◆ **Task requirements**: Count the lines in the listing below that contain the string "fitted", treating uppercase and lowercase as different, and reply with the number alone.

Entries for locating named things

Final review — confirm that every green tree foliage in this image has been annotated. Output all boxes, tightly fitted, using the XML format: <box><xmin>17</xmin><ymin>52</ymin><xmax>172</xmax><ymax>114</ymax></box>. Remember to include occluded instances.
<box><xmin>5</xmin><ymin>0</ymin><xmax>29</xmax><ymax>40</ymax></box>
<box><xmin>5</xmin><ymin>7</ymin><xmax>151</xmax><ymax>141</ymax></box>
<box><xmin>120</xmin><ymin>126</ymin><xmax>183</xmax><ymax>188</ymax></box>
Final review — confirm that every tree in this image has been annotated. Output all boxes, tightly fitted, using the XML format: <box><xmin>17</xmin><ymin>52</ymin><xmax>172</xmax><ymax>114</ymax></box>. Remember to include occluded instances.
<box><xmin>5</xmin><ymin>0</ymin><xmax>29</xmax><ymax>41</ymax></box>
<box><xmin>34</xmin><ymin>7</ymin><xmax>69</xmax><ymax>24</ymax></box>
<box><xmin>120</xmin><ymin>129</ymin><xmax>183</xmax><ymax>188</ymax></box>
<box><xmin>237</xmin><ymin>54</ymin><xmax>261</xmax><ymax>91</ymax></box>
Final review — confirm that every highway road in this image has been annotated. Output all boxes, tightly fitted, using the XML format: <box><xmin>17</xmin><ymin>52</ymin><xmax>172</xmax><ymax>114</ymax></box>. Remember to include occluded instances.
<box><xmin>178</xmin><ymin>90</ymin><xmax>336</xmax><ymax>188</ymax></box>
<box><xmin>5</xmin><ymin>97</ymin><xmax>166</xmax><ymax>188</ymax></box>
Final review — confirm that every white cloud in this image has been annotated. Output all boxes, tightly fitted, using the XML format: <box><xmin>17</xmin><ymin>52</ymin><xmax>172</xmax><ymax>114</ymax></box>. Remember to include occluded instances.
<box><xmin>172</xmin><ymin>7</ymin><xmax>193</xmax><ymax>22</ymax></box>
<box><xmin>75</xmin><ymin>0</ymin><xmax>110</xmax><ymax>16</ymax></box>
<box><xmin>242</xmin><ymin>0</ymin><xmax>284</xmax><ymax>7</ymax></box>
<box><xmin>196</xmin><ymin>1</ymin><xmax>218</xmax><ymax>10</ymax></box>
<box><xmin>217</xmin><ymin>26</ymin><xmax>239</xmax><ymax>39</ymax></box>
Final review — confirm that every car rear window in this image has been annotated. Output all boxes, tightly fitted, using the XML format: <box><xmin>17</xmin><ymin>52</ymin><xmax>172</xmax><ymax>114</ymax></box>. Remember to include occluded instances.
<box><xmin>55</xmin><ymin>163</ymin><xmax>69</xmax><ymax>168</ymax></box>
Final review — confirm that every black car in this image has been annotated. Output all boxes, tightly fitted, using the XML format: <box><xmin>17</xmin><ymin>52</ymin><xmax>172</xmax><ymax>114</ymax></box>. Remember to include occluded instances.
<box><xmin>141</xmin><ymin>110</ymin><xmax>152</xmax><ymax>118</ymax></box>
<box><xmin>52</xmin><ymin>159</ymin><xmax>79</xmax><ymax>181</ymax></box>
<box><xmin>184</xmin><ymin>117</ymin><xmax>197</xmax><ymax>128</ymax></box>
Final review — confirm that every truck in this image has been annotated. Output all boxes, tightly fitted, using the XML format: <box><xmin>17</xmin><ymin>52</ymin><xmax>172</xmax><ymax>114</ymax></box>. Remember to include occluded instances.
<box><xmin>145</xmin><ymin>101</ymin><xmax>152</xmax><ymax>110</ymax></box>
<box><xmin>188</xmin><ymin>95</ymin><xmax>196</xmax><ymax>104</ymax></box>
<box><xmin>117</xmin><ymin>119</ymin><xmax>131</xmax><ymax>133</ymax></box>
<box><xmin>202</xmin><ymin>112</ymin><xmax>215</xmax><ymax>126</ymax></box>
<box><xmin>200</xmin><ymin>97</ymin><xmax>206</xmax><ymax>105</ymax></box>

◆ **The output**: 7